# [Prompt]
Rewrite every line of the data below as a numbered list, skipping blank lines and leaving out the picture.

* * * *

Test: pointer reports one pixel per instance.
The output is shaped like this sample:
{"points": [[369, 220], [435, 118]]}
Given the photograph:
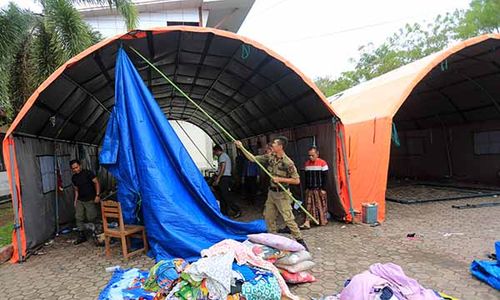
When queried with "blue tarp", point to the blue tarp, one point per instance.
{"points": [[487, 271], [158, 181]]}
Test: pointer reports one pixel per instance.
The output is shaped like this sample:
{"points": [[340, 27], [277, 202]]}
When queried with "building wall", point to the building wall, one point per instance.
{"points": [[423, 154], [112, 23]]}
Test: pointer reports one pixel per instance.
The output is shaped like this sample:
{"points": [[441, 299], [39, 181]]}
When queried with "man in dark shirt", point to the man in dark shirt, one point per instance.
{"points": [[87, 190]]}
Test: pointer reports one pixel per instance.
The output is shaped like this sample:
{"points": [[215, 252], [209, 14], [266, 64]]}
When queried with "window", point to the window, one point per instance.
{"points": [[487, 142], [175, 23], [47, 172], [65, 169], [298, 150]]}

* * * *

# [Exercise solution]
1. Test: pointer reports one pixel per instance.
2. The output is shaped like this sample:
3. {"points": [[369, 220], [435, 118]]}
4. Given the photograph:
5. When queried with "blue tarp", point to the blue tarp, one point per instance.
6. {"points": [[487, 271], [158, 181]]}
7. Test: pointer reports one pixel per instance.
8. The output is shaped like this sample:
9. {"points": [[340, 27], [277, 202]]}
10. When queried with "building wall", point to the building wall, one point per instance.
11. {"points": [[423, 154], [112, 23]]}
12. Test: pointer reports one pixel per instance.
13. The output is shaped like this sample:
14. {"points": [[441, 299], [39, 181]]}
15. When queried with "man in dark shirt", point to the man in dark shirt, one point per instance.
16. {"points": [[87, 190]]}
17. Test: pointer reports one pixel per instance.
18. The output is shaped like this sample:
19. {"points": [[215, 252], [209, 14], [266, 64]]}
20. When queried with "window", point to the window, one point per instance.
21. {"points": [[487, 142], [175, 23], [47, 172], [65, 169], [298, 150]]}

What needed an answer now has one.